So far, Ed has traced back all his lines of inheritance at least three generations, and, in some cases, as many as nine.
“We connected up with the Follands in England and go back to the 1600s now. Someday, I’ll have enough time to carry all the lines back equally. For now, I tend to follow the path [line] of least resistance, or the line of most luck, like the Follands.”
Houser
“The Housers, back through my mother’s father, have been traced back quite a ways. Peter Houser was born about 1700 in Wonderburg, Germany. Other than his children and where he lived, that’s all we know about Herr Houser.
“One of his sons, Abraham-senior, it turns out, but that came later-was a Dunker preacher, so called because they practiced triune immersion, that is, one dunking for each of the Holy Trinity. The members of the Church of the Brethren left Germany in two groups, one in 1719 and the next in 1729 and emigrated to Pennsylvania. My Housers were among them,” Ed concludes.
Skinner
The Skinner ancestors came from the county of Devonshire in England. You can get a lot of contemporary information about the area because it’s a favorite vacation area for Londoners. There’s all sorts of stuff available on the Web.
“Several years ago we were planning a trip to Devon. One afternoon, my wife and I went to a Phoenix book store and browsed through a book on Bed and Breakfasts in the Barnstaple (Devon, England) area. One of the places, Ashelford, looked very interesting. They had an Email address which made the reservations easy to make so we decided to give it a try. We absolutely loved the place and, it turns out, it used to be owned by someone named Skinner!”
Devonshire is at the top of the jointed toe of England that sticks out into the Atlantic. Imagine a square with the north and west sides on the coastline, that’s Devon, right at the knuckle where the toe bends. Up on the north edge are a bunch of resort towns and also the Exmoor National Park where the story of Lorna Doone took place.
“All the towns up there face onto the Bristol Channel and, if you sail due north from there, you’ll run into the bottom of Wales.
“Conversely, if you put on your hiking boots and strike due south all the way across, you’ll be in Plymouth.

....

Please answer from the genealogy passage above: in which two years did the groups of the Church of the Brethren leave Germany?

▸ **INFORMATION SHOWN**:
....

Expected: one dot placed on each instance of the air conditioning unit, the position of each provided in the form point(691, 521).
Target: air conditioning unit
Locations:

....

▸ **FINAL RESULT**: 1719 and 1729.